● Your task
Rewrite everything from the line containing "of the fallen" down to the line containing "x=452 y=557", replacing "fallen leaves" with "dry leaves" and leaving all else unchanged.

— START OF Material for this exercise —

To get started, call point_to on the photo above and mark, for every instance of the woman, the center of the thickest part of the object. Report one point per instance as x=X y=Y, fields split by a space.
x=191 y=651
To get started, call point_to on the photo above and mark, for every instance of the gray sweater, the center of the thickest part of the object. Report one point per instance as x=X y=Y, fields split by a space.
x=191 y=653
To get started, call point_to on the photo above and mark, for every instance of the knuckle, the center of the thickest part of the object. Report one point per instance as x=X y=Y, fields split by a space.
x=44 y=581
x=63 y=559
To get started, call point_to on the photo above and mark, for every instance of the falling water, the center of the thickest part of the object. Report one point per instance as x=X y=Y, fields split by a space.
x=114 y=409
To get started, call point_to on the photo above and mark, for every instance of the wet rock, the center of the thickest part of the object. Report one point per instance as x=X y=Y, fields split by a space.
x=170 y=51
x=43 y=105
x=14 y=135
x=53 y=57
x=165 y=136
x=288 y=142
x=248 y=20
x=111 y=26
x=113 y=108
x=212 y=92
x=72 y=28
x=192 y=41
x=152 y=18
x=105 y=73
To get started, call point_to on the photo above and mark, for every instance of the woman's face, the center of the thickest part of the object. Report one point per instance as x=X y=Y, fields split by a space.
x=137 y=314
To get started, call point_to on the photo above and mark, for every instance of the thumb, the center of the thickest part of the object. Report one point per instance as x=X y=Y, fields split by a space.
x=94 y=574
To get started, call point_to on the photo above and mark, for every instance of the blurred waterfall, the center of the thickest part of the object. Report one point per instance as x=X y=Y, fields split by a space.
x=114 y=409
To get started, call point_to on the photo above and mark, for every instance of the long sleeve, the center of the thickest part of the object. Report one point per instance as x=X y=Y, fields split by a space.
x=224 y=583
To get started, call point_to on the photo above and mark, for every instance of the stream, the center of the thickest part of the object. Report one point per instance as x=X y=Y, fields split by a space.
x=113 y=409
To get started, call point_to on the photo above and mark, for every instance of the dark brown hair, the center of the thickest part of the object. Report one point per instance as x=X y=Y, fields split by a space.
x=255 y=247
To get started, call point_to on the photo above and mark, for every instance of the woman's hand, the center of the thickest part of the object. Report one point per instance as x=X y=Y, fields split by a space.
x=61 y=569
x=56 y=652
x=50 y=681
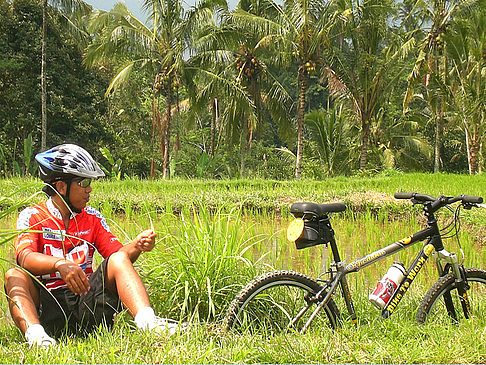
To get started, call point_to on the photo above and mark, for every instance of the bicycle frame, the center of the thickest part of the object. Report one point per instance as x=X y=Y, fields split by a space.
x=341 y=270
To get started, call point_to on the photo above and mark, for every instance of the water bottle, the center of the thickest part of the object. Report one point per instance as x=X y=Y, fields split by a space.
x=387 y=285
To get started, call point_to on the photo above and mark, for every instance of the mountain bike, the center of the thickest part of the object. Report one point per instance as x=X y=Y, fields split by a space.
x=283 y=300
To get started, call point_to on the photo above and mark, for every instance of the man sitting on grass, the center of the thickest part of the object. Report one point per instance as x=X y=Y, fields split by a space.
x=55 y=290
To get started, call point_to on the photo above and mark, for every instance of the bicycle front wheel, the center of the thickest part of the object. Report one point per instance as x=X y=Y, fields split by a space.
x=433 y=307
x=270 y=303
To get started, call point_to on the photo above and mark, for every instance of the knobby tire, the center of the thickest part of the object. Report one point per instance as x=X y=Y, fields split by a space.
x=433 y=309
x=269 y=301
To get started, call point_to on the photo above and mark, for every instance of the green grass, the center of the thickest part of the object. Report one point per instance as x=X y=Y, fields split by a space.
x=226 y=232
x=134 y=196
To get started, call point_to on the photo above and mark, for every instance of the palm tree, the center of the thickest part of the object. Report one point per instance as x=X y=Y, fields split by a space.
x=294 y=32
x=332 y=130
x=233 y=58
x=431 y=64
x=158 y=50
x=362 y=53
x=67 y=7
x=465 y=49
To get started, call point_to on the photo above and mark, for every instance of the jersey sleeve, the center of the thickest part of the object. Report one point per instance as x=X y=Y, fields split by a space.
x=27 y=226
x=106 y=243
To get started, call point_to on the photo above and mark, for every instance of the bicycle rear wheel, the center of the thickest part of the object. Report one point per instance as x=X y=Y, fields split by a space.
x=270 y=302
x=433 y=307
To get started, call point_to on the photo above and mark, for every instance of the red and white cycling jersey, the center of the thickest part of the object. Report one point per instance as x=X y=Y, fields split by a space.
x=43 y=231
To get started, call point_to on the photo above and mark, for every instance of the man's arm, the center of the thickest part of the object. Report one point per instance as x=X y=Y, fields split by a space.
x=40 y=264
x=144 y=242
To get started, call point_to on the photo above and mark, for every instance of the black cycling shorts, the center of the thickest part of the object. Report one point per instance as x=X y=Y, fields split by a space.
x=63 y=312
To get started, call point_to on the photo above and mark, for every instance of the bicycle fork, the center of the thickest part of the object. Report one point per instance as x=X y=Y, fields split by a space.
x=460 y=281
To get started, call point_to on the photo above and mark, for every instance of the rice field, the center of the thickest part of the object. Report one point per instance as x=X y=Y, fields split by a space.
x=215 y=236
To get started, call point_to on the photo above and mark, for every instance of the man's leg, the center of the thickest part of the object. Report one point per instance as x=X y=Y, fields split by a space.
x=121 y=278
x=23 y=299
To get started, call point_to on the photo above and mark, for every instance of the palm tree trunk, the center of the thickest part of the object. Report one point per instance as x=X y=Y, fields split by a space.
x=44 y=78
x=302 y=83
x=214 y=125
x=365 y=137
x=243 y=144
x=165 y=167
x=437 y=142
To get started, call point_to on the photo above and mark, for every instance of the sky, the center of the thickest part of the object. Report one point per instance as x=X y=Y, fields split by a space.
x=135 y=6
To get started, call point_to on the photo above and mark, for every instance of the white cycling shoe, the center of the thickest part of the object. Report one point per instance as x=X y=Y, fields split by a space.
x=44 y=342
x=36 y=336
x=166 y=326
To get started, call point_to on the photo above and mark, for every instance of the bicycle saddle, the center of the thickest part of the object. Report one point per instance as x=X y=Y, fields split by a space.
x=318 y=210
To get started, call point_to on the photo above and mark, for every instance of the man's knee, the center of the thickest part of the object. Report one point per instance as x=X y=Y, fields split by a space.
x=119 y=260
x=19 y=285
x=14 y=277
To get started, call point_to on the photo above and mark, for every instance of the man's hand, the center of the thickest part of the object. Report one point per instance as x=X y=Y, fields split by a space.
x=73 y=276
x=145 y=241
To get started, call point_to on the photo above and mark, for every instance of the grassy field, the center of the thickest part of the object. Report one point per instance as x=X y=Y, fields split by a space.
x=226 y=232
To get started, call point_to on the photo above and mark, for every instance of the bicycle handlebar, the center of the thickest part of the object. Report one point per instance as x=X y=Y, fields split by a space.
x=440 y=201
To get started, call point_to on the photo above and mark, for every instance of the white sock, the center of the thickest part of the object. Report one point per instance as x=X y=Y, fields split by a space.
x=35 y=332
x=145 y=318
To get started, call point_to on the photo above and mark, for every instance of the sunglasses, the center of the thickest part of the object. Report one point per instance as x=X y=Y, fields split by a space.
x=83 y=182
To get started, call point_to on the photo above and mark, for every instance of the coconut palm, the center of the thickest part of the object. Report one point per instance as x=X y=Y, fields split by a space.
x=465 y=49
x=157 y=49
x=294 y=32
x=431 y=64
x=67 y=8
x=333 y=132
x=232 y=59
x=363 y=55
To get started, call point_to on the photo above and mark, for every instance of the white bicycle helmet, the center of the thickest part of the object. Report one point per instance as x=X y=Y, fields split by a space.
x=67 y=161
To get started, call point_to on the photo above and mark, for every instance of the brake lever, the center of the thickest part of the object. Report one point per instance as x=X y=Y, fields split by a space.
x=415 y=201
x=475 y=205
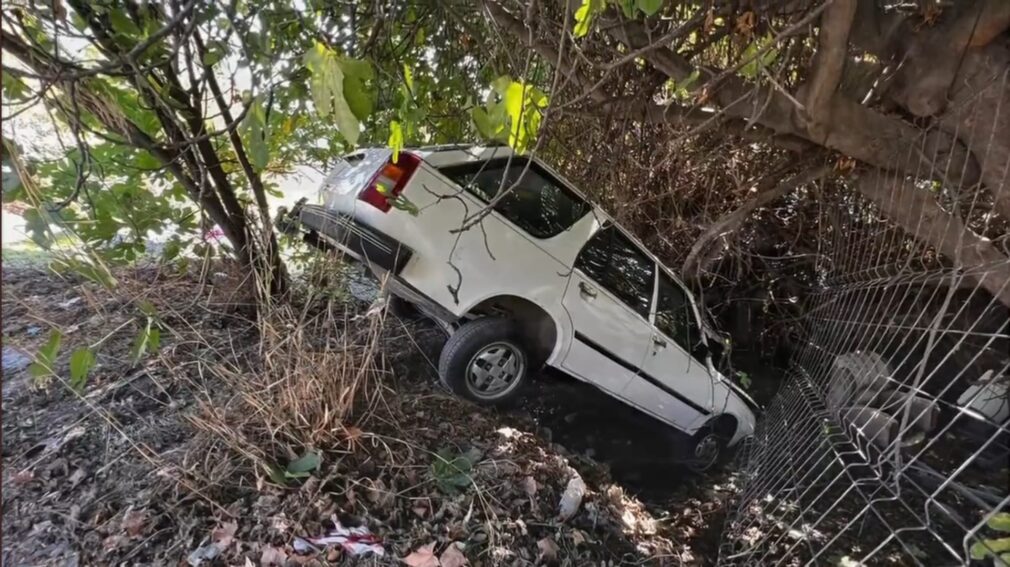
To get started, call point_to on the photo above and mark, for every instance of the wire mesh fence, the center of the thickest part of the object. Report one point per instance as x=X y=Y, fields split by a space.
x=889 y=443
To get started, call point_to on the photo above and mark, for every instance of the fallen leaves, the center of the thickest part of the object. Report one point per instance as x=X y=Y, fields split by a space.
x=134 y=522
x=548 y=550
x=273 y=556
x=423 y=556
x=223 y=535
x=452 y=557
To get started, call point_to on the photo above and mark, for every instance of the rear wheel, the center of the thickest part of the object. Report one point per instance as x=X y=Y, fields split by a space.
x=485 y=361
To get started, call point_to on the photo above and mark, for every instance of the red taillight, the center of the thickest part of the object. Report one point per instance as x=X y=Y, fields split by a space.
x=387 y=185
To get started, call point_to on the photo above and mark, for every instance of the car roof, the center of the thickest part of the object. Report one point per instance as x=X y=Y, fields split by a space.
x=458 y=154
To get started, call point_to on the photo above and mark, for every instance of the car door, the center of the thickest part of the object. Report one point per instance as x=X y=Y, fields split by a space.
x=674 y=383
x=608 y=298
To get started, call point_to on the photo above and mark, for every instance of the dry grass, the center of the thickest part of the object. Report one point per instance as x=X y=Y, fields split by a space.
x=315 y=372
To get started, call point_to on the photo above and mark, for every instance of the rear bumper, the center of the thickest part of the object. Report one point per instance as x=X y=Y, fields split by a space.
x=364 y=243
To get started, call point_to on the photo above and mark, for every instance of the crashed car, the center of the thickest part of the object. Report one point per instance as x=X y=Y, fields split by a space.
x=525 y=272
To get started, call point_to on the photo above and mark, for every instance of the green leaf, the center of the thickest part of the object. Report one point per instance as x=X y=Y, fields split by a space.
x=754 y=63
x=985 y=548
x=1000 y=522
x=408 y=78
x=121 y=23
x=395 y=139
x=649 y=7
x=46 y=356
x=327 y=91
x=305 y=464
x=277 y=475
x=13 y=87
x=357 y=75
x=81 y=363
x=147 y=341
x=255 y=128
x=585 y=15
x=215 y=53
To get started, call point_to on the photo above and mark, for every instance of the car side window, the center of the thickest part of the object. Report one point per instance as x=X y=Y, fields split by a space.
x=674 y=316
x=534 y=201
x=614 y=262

— END OF Material for this exercise —
— START OF Material for this exercise —

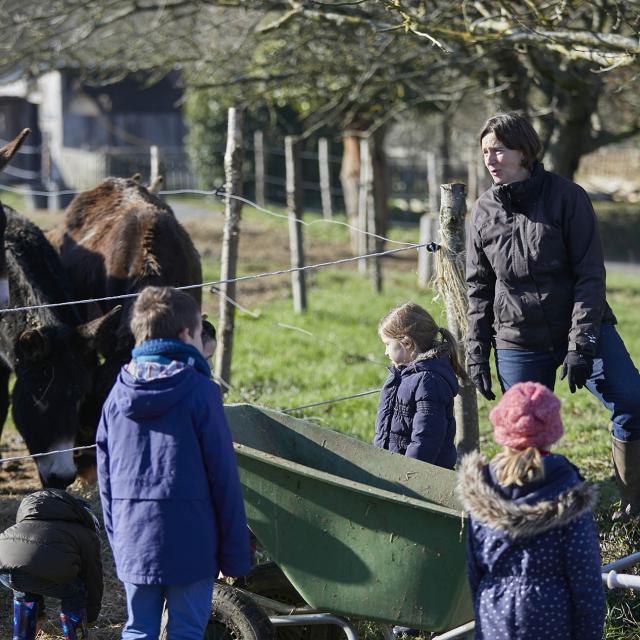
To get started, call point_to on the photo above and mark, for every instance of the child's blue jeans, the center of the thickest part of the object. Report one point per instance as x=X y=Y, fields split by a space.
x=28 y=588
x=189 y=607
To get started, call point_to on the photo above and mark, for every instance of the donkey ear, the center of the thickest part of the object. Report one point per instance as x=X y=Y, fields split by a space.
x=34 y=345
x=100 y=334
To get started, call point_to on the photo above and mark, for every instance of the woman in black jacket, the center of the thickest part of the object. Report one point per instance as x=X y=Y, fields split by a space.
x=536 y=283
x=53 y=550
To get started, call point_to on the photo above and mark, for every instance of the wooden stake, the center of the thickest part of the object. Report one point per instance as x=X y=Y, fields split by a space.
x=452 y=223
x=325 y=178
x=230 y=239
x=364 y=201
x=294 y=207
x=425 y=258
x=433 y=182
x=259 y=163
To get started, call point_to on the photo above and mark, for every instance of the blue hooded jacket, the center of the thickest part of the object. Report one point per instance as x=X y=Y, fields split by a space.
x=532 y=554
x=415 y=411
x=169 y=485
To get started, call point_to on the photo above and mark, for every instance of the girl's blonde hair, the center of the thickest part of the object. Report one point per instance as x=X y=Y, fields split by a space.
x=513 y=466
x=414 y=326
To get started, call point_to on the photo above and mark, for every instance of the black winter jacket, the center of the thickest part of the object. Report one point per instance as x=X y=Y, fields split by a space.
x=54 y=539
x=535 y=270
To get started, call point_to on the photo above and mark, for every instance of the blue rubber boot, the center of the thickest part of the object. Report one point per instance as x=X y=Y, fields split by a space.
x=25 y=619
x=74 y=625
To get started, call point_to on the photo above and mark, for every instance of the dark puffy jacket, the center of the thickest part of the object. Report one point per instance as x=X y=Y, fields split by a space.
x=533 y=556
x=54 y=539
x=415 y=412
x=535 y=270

— END OF Material for this exercise —
— START OF Material for this exercise —

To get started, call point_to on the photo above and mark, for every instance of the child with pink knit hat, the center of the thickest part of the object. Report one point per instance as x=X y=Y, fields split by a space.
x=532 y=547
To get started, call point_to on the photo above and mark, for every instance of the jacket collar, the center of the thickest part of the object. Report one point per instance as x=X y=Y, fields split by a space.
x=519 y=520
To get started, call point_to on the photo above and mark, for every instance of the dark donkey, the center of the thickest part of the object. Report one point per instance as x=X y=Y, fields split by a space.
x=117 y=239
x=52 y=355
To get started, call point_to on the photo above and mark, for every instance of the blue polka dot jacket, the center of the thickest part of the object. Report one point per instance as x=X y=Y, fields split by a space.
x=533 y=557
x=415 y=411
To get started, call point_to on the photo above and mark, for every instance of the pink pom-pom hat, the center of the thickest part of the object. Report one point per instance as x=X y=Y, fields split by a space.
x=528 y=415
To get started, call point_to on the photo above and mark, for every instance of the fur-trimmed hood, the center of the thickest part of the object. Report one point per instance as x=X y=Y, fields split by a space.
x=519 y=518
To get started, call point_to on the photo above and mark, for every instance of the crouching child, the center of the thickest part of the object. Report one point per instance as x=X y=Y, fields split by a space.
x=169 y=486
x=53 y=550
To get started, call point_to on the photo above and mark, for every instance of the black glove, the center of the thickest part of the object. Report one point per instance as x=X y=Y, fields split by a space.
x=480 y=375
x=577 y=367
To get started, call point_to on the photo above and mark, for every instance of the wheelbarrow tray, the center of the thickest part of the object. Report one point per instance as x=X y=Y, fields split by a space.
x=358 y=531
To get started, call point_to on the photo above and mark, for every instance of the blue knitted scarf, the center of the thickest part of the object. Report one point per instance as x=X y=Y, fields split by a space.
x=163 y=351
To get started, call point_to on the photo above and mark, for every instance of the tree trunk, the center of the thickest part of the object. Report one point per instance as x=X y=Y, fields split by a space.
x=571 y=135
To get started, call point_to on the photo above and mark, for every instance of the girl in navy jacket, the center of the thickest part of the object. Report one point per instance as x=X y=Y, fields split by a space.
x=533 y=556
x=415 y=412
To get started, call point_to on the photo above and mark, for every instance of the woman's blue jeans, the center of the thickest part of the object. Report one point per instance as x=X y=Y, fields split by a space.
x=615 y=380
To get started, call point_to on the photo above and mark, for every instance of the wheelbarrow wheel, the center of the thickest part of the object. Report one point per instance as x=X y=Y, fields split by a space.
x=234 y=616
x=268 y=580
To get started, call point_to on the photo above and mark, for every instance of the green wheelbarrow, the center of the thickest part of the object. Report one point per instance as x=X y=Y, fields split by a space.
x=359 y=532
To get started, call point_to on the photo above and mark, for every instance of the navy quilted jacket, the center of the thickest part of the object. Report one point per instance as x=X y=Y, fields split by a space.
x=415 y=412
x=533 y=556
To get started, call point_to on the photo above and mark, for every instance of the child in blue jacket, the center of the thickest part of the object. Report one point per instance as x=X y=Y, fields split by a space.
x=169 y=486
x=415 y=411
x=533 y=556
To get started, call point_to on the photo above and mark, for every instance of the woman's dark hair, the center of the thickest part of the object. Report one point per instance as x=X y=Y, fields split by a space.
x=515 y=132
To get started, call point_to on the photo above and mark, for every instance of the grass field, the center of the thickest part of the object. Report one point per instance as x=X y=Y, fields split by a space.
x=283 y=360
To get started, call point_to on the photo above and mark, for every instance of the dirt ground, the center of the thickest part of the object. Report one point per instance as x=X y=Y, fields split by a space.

— END OF Material for this exercise —

● Expected output
To get started, call point_to on the photo above and mark, for every instance of the dry leaves, the center of the thickest part of the object. Report one point per instance as x=X y=Y, fields split by a space.
x=134 y=522
x=548 y=550
x=273 y=556
x=423 y=556
x=223 y=535
x=452 y=557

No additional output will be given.